## BEGIN AVAILABLE DATA

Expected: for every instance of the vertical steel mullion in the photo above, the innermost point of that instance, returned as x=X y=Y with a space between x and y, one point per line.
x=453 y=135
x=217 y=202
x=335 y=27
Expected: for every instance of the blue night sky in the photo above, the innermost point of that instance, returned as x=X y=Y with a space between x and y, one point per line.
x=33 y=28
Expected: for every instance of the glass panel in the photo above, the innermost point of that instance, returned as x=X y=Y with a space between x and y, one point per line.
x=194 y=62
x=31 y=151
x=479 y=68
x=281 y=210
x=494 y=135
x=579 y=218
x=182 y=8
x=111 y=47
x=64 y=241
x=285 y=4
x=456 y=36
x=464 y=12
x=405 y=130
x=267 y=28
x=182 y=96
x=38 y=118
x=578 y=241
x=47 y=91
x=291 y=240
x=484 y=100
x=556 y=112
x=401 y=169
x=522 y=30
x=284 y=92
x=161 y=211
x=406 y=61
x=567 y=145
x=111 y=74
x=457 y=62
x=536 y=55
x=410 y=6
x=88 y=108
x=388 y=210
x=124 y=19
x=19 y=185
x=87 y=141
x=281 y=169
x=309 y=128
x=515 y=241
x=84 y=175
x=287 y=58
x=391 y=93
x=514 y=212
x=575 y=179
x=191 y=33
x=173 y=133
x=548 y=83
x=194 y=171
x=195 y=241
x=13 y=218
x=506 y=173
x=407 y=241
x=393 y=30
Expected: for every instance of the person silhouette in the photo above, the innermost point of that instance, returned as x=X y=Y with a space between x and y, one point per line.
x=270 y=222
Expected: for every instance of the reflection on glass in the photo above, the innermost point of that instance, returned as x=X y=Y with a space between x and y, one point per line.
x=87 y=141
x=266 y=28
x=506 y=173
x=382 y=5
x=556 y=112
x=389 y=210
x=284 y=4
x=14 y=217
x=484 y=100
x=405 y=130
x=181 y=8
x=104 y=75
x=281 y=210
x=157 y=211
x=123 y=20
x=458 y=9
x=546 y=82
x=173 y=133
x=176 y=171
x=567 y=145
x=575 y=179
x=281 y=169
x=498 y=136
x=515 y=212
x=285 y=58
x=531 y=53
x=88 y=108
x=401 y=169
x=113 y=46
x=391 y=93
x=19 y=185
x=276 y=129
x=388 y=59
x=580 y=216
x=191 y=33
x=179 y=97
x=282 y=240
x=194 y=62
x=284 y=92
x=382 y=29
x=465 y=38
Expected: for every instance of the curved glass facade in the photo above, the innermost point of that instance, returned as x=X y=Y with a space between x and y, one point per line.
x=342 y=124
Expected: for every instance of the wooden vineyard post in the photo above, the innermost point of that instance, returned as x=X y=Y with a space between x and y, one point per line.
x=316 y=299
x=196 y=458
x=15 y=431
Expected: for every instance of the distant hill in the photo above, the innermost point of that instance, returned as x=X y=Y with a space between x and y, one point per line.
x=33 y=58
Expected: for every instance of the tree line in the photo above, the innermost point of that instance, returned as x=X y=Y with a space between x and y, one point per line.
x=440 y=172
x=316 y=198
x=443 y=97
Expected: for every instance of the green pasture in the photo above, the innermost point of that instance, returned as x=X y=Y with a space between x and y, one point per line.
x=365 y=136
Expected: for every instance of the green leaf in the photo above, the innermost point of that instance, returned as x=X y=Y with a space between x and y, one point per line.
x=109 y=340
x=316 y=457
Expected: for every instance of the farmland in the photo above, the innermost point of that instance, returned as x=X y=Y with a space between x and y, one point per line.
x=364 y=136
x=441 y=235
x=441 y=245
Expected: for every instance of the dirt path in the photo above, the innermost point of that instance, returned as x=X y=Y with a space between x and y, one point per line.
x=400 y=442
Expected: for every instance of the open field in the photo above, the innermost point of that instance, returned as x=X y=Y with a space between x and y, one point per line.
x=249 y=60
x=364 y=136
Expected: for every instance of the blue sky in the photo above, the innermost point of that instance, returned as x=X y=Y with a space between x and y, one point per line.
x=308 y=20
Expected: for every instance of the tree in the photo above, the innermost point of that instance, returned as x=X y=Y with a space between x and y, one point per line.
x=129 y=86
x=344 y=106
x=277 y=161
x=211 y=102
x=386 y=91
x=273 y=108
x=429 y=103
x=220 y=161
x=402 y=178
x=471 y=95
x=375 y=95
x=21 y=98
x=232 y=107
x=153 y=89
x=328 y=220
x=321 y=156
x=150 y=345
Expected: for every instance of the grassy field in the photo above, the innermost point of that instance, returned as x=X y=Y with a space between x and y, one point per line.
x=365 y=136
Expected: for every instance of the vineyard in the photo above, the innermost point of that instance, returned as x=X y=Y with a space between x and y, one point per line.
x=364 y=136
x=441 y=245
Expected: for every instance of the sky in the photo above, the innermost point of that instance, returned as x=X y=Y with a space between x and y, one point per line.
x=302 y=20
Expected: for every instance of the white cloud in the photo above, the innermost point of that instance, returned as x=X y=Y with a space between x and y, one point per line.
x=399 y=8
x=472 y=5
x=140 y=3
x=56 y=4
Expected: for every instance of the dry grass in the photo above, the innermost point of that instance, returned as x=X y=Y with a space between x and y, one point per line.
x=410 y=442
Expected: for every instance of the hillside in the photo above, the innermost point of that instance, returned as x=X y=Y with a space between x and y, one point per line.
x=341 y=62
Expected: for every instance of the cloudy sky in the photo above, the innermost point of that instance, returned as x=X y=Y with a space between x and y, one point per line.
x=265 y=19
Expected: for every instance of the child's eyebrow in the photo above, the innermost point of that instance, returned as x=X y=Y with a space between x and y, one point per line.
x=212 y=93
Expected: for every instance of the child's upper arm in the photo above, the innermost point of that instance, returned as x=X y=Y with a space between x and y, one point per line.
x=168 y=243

## END AVAILABLE DATA

## WHAT YOU HAVE TO DO
Give back the data above exactly as it appears.

## ANSWER BELOW
Expected: for every instance of the vertical steel mullion in the photo above, the innermost point of that instance, returned as x=X y=Y with a space between x and y, one point per line.
x=453 y=135
x=217 y=202
x=335 y=27
Expected: for every instance of the blue night sky in the photo above, the innermost point of that instance, returned as x=X y=Y with a space between x and y, one point per line.
x=33 y=28
Expected: for every instance of the glass panel in the photo above, the innermost point of that instance, returned as x=X y=Y with a space between x and y, one point per line.
x=194 y=62
x=31 y=151
x=479 y=68
x=281 y=210
x=494 y=135
x=579 y=218
x=182 y=8
x=111 y=47
x=64 y=241
x=285 y=4
x=456 y=36
x=464 y=12
x=405 y=130
x=267 y=28
x=182 y=96
x=38 y=118
x=578 y=241
x=47 y=91
x=291 y=240
x=484 y=100
x=556 y=112
x=401 y=169
x=522 y=30
x=284 y=92
x=161 y=211
x=406 y=61
x=567 y=145
x=111 y=74
x=457 y=62
x=536 y=55
x=410 y=6
x=88 y=108
x=388 y=210
x=124 y=19
x=19 y=185
x=87 y=141
x=281 y=169
x=309 y=128
x=515 y=241
x=84 y=175
x=287 y=58
x=391 y=93
x=514 y=212
x=575 y=179
x=191 y=33
x=173 y=133
x=548 y=83
x=194 y=171
x=195 y=241
x=13 y=218
x=506 y=173
x=407 y=241
x=393 y=30
Expected: for every instance of the person silhouette in the photo above, the innermost point of that instance, returned as x=X y=Y with a space between x and y, one point per line.
x=270 y=222
Expected: for every instance of the reflection on glass in the photo above, the innermost point of that instance, returned as x=X y=Y with a space between x and y, one point per line.
x=87 y=141
x=266 y=28
x=506 y=173
x=382 y=5
x=556 y=112
x=389 y=210
x=284 y=4
x=14 y=217
x=484 y=100
x=405 y=130
x=181 y=8
x=104 y=75
x=281 y=210
x=157 y=211
x=123 y=20
x=458 y=9
x=546 y=82
x=173 y=133
x=176 y=171
x=567 y=145
x=575 y=179
x=281 y=169
x=498 y=136
x=515 y=212
x=285 y=58
x=531 y=53
x=88 y=108
x=401 y=169
x=113 y=46
x=391 y=93
x=19 y=185
x=276 y=129
x=388 y=59
x=580 y=216
x=191 y=33
x=179 y=97
x=282 y=240
x=194 y=62
x=284 y=92
x=382 y=29
x=465 y=38
Expected: for every instance of the curved glass facade in the photo above, the innermost point of that instance, returned as x=X y=Y with a space between x and y, one point per line.
x=342 y=124
Expected: for every instance of the wooden vineyard post in the photo above, the innermost point of that instance, returned as x=X y=Y with a space between x and y, one point per line.
x=316 y=299
x=196 y=458
x=15 y=431
Expected: for every instance of the distant hill in the photo above, the innermost point of that instance, returned as x=X y=Y with a space between x and y, one point per line.
x=33 y=58
Expected: for every instance of the tree line in the photo above, the innermost point of that instance, returned as x=X y=Y with a space between x and y, one point per line.
x=440 y=172
x=316 y=198
x=443 y=97
Expected: for every instance of the green pasture in the photo above, the innermost point of that instance, returned as x=X y=Y with a space between x and y, one point per line.
x=365 y=136
Expected: for every instance of the green leaf in the photo above, the innermost point of that instance, returned as x=X y=Y with a space between x and y, one point per line.
x=109 y=340
x=316 y=457
Expected: for every instance of the farmland in the photo above, the innermost point of that instance, returned as x=X y=Y with a space between x and y, one point per line.
x=364 y=136
x=441 y=235
x=441 y=245
Expected: for every instance of the dirt path in the photo above, the innermost point of that instance, returned as x=X y=Y with a space between x and y, one point per line.
x=400 y=442
Expected: for every instance of the open field in the photo above, the innermost point of that instance, returned as x=X y=Y with a space between x and y, one point per line.
x=249 y=60
x=364 y=136
Expected: for every instance of the blue sky in the photo above, the innermost point of that instance, returned as x=X y=Y with a space between x and y, one point per line.
x=308 y=20
Expected: for every instance of the tree in the photo above, the innermost point of that instance, returned as x=X y=Y with a space between x and y, one point per line.
x=129 y=86
x=344 y=106
x=277 y=161
x=211 y=102
x=386 y=91
x=273 y=108
x=429 y=103
x=220 y=161
x=402 y=178
x=471 y=95
x=375 y=95
x=21 y=98
x=232 y=107
x=153 y=89
x=328 y=220
x=321 y=156
x=150 y=345
Expected: for every instance of the grassy field in the photo above, the innermost point of that instance, returned as x=X y=Y with a space between x and y, one point per line.
x=365 y=136
Expected: for every instance of the vineyard in the photo above, the innermost point of that instance, returned as x=X y=Y with a space between x and y, one point per line.
x=364 y=136
x=441 y=245
Expected: for every instance of the sky in the photo above, the innermost point of that instance, returned as x=X y=Y with a space between x and y, one point per line.
x=302 y=20
Expected: for every instance of the white cloud in the photo above, the innermost point of that instance, returned as x=X y=Y with a space between x and y, one point per line.
x=399 y=8
x=472 y=5
x=140 y=3
x=56 y=4
Expected: for every instance of the dry grass in the photo above, the innermost point of that instance, returned as x=X y=Y with a space between x and y, one point per line.
x=410 y=442
Expected: for every instance of the hillside in the photo above, the innermost point of that instance, returned as x=X y=Y with a space between x and y, one point per line.
x=341 y=62
Expected: for every instance of the cloudy sky in the photo above, the innermost point of that instance, returned as x=X y=Y with a space between x and y, one point per line.
x=265 y=19
Expected: for every instance of the child's eyebrow in the photo above, the innermost point of that instance, returned as x=X y=Y with a space between x and y, one point per line.
x=212 y=93
Expected: for every instance of the child's upper arm in the photo above, the innermost point of that instance, returned as x=X y=Y with a space between x and y, one point per line.
x=168 y=243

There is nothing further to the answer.